→ Work order A: According to the source passage, what share of the documents were outdated?
→ Work order B: Reproduce the source passage between "Technical documentation contained" and "tokens per chunk.", inclusive, swapping "intact" for "unbroken".

→ Source passage:
================================

The increase in documentation requests was an unexpected positive outcome: the system surfaced gaps in documentation that engineers previously worked around.


Challenges and Solutions

Challenge 1: Code Blocks in Documentation

Technical documentation contained extensive code blocks that were poorly handled by standard text chunking.

Solution: Custom chunking that kept code blocks intact and added context headers:

def chunk_with_code_awareness(
    text: str,
    max_chunk_size: int = 512,
) -> list[str]:
    """Chunk text while keeping code blocks intact.

    Args:
        text: Document text potentially containing code blocks.
        max_chunk_size: Maximum tokens per chunk.

    Returns:
        List of text chunks with code blocks preserved.
    """
    segments = split_preserving_code_blocks(text)
    chunks = []
    current_chunk = ""

    for segment in segments:
        if is_code_block(segment):
            if count_tokens(segment) > max_chunk_size:
                # Large code block: keep with surrounding context
                if current_chunk:
                    chunks.append(current_chunk)
                    current_chunk = ""
                chunks.append(segment[:max_chunk_size * 4])  # chars approx
            elif count_tokens(current_chunk + segment) > max_chunk_size:
                chunks.append(current_chunk)
                current_chunk = segment
            else:
                current_chunk += "\n" + segment
        else:
            if count_tokens(current_chunk + segment) > max_chunk_size:
                chunks.append(current_chunk)
                current_chunk = segment
            else:
                current_chunk += "\n" + segment

    if current_chunk:
        chunks.append(current_chunk)

    return chunks

Challenge 2: Outdated Documentation

30% of documents were outdated, leading to incorrect answers.

Solution: - Added last_updated metadata and a staleness score. - The prompt instructed the LLM to warn about documents older than 6 months. - Implemented a "documentation health" dashboard showing staleness metrics.

Challenge 3: Cross-Platform Duplication

The same information existed in slightly different forms across platforms.

Solution: - Content deduplication using MinHash/LSH for near-duplicate detection. - When duplicates were found, the most recent version was prioritized. - A report was generated for teams to consolidate duplicates.

================================

→ Entries provided:

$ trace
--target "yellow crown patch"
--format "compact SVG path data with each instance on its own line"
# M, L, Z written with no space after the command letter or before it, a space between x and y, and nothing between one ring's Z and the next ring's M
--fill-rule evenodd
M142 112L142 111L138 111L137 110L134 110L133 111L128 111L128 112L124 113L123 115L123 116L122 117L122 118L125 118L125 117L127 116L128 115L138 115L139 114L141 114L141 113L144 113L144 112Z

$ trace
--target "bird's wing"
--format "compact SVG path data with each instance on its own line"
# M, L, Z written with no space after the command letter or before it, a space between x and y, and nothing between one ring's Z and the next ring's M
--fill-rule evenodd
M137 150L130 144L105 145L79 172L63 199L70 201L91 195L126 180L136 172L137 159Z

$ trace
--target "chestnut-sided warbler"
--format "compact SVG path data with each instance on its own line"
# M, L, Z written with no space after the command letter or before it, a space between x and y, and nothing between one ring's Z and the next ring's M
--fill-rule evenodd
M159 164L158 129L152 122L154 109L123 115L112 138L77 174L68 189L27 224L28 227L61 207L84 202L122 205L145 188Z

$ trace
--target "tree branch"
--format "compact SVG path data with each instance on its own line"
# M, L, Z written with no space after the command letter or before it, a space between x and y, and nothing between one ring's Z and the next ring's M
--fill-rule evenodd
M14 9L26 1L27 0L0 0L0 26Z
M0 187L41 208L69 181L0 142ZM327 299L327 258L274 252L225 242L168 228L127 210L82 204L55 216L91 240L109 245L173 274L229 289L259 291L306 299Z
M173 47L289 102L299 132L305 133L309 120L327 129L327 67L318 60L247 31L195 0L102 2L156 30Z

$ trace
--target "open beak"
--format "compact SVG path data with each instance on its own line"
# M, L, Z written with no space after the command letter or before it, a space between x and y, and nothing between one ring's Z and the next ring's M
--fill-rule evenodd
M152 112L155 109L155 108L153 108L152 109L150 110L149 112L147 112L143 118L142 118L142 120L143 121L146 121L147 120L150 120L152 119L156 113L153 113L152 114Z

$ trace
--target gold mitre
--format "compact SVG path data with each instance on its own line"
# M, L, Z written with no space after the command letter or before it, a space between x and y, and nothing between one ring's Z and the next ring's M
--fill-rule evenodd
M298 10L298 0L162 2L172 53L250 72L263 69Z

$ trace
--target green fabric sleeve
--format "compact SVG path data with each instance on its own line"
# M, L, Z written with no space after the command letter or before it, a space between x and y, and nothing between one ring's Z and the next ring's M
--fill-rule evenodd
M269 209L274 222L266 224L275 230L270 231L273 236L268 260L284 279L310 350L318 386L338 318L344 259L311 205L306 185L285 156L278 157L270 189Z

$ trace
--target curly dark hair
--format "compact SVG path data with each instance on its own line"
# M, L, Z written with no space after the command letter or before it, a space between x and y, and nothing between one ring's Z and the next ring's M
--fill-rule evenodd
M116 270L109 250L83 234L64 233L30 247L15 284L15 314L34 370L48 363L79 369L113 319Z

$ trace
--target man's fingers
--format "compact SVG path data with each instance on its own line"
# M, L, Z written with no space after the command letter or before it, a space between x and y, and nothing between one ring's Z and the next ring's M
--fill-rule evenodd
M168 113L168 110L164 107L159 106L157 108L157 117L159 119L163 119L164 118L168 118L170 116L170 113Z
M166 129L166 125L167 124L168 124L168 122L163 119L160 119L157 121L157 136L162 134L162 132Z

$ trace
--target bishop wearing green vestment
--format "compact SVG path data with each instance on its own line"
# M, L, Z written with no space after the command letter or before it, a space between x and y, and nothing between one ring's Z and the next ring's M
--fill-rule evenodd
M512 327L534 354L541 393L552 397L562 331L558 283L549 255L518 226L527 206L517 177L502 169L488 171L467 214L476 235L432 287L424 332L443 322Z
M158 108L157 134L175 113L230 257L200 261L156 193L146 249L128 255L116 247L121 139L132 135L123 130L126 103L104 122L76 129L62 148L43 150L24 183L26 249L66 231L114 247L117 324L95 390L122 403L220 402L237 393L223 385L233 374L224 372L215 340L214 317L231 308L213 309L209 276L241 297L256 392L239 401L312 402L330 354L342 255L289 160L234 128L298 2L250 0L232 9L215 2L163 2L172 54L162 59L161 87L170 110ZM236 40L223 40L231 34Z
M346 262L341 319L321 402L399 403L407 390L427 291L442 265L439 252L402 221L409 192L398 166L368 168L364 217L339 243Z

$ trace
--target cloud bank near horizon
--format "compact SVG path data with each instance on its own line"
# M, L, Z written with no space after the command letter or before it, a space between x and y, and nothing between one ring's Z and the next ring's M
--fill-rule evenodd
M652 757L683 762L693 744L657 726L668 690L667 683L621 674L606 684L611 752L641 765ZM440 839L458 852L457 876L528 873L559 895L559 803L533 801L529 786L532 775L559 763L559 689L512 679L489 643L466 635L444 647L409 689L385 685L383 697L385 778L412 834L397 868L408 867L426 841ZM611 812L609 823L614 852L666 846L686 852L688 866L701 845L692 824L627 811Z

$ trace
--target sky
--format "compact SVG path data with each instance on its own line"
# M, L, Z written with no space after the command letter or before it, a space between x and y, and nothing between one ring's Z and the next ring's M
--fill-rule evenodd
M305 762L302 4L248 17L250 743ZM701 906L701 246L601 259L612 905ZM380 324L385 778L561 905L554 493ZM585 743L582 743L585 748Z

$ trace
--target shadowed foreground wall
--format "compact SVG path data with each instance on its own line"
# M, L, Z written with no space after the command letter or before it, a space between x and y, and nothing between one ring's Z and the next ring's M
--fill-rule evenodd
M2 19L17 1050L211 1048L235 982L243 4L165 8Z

================================

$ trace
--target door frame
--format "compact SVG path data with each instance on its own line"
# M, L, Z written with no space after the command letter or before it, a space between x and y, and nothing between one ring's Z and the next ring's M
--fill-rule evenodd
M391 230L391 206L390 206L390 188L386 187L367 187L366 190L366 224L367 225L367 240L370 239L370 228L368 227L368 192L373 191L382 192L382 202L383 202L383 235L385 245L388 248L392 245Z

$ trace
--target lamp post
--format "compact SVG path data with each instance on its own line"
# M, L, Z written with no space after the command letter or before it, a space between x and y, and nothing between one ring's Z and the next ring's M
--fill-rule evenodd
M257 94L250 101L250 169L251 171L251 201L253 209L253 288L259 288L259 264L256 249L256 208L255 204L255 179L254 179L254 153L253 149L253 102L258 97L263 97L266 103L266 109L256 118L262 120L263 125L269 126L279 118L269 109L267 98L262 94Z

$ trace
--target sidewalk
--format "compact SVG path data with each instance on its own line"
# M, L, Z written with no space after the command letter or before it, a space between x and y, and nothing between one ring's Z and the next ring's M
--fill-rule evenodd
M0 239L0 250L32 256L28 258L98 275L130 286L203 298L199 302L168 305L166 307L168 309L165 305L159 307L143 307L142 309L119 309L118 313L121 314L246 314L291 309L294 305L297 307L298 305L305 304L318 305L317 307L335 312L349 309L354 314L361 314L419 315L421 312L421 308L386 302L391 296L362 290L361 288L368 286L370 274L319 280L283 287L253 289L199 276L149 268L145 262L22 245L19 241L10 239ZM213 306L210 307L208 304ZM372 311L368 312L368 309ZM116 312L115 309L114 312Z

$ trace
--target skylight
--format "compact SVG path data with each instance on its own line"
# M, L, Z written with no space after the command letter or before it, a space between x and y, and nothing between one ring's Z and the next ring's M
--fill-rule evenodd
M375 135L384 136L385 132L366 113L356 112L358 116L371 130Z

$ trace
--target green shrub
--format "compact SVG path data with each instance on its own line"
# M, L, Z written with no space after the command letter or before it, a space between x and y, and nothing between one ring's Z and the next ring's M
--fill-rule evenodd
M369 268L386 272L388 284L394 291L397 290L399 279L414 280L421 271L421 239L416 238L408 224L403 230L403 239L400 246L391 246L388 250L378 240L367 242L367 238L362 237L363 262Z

================================

→ Reply A: 30%

→ Reply B:
Technical documentation contained extensive code blocks that were poorly handled by standard text chunking.

Solution: Custom chunking that kept code blocks unbroken and added context headers:

def chunk_with_code_awareness(
    text: str,
    max_chunk_size: int = 512,
) -> list[str]:
    """Chunk text while keeping code blocks unbroken.

    Args:
        text: Document text potentially containing code blocks.
        max_chunk_size: Maximum tokens per chunk.